Using the information =
1 – From the passage on assisted dying in Canada, write out the text starting at "Campaigners for assisted" and ending at "the slippery slope.".
2 – Answer these questions using the passage on assisted dying in Canada:
(a) Where was Alan Nichols from?
(b) Which organization's spokeswoman commented after Alan's death?
(c) Which safeguard has been struck down by the Canadian courts?
3 – Continue the passage on assisted dying in Canada from its last sentence.

Given text =
Turning to Canada briefly then, in December last year, the euthansia of a disabled and depressed man named Alan Nichols from British Columbia was reported across Canada, causing devastation to his loved ones and shock among disability rights organisations. Following Alan’s death, a spokeswoman for The Canadian Association for Community Living (CACL), said: “Alan was living in poverty, lacked access to the disability supports needed to live without stress, and does not appear to have been connected to appropriate community-based mental health services.” So much more could have been done to improve Alan’s quality of life but he was given a lethal injection instead. At this moment, Canada’s federal government is consulting on how to further extend its assisted dying laws since they were introduced in 2017. Following a court ruling last year, the law will be extended to individuals who are suffering but who are not expected to die imminently which will include disabled people. The mentally ill and mature minors are now also being considered as candidates for assisted death. It has also been proposed that people who are likely to end up mentally incapacitated, due to conditions such as dementia, will be able to make advance requests for euthanasia.
Campaigners for assisted suicide try to reassure politicians such as myself that UK assisted dying laws will contain strict safeguards. But Canada’s example clearly illuminates that once we have changed the law in an attempt to alleviate one category of suffering it is hard to justify not extending the law, to alleviate ever more forms of suffering. In Canada, one of the safeguards, namely that death must be ‘reasonably foreseeable’ has already been struck down by the courts, even though assisted suicide and euthanasia were only made legal in Canada in 2016. That shows that no one, including legislators, can prevent the slippery slope.

Dataset extract =
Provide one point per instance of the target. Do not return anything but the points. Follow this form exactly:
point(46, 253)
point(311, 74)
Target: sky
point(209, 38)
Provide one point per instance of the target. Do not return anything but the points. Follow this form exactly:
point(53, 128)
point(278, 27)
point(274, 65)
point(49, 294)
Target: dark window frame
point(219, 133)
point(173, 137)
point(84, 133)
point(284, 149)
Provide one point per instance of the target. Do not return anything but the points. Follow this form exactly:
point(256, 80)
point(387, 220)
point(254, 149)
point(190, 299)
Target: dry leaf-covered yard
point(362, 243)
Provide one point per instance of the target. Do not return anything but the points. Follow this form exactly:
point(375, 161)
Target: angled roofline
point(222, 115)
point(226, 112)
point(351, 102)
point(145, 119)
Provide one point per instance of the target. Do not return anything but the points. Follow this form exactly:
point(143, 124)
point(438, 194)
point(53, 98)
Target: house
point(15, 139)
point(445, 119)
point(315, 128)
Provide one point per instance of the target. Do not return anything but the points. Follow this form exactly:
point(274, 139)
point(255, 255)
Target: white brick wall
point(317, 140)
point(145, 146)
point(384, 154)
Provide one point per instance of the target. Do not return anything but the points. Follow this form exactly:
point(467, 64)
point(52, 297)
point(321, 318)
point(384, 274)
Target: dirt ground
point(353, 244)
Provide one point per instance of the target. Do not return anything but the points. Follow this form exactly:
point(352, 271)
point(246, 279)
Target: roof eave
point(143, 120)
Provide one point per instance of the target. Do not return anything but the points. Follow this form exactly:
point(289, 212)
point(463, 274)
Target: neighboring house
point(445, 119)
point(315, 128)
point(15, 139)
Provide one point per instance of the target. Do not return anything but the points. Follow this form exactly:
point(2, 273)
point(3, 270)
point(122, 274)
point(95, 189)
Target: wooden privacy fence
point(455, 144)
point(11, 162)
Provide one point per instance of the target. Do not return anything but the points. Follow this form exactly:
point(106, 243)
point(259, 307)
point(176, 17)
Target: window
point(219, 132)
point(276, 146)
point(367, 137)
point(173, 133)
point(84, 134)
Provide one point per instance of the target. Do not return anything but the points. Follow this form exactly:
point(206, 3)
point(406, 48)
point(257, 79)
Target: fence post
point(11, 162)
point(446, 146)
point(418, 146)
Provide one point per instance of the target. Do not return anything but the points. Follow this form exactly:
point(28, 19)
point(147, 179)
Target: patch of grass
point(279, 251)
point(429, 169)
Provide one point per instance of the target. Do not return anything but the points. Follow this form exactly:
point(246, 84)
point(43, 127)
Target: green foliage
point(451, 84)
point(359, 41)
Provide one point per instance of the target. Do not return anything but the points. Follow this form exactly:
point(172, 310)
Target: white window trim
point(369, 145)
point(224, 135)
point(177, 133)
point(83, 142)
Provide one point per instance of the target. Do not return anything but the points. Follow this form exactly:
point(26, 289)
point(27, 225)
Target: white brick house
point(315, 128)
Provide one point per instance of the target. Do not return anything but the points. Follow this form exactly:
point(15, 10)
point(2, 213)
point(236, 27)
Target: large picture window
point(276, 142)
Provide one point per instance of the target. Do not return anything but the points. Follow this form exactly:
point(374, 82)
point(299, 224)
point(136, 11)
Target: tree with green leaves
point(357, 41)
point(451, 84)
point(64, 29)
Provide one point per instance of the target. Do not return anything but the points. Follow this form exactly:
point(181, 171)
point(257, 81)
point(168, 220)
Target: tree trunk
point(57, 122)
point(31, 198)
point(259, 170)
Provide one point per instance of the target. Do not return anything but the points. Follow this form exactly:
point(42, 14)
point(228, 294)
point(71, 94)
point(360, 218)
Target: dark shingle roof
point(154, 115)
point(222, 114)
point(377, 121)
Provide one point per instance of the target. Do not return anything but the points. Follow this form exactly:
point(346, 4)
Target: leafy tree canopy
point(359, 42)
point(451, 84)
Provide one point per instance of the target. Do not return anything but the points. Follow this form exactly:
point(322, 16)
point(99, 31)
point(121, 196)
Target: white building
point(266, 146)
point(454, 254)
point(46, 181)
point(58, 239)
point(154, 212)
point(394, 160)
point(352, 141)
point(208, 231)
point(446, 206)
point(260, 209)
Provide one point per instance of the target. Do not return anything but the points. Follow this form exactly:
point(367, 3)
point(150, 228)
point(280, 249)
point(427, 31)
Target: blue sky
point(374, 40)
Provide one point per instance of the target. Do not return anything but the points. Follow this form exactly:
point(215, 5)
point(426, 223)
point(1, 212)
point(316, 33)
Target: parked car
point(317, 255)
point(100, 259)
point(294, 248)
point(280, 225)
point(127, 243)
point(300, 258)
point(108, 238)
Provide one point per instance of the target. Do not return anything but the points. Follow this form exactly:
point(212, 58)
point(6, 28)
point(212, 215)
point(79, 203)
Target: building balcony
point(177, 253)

Per-task answers =
1 –
Campaigners for assisted suicide try to reassure politicians such as myself that UK assisted dying laws will contain strict safeguards. But Canada’s example clearly illuminates that once we have changed the law in an attempt to alleviate one category of suffering it is hard to justify not extending the law, to alleviate ever more forms of suffering. In Canada, one of the safeguards, namely that death must be ‘reasonably foreseeable’ has already been struck down by the courts, even though assisted suicide and euthanasia were only made legal in Canada in 2016. That shows that no one, including legislators, can prevent the slippery slope.

2 –
(a) British Columbia
(b) The Canadian Association for Community Living (CACL)
(c) The requirement that death must be "reasonably foreseeable"

3 –
Campaigners will also tell me that it’s possible to legalise assisted dying without permitting it for disabled people. Lord Falconer of Thoroton hopes to introduce yet another assisted dying Bill in the next session. He once launched his own commission on assisted dying and his report recommended,that assisted suicide should not be offered “at this point in time” to disabled people who were not also terminally ill. Should there be a vote in favour of introducing a ‘voluntary assisted dying Bill’ it will send a signal to the rest of the UK that this highly controversial, change in the law should be imitated. It will also communicate to the vast majority of disabled people who feel threatened and anxious about assisted dying regimes, that once again, politicians are just not listening. It will convey to burnt out, over-loaded doctors, who have dedicated their vocations to saving lives, that they will now be expected to facilitate this, deliberately bringing about the deaths of their patients, while simultaneously being held responsible for ensuring that patients are not clinically depressed or acting under internal or external duress.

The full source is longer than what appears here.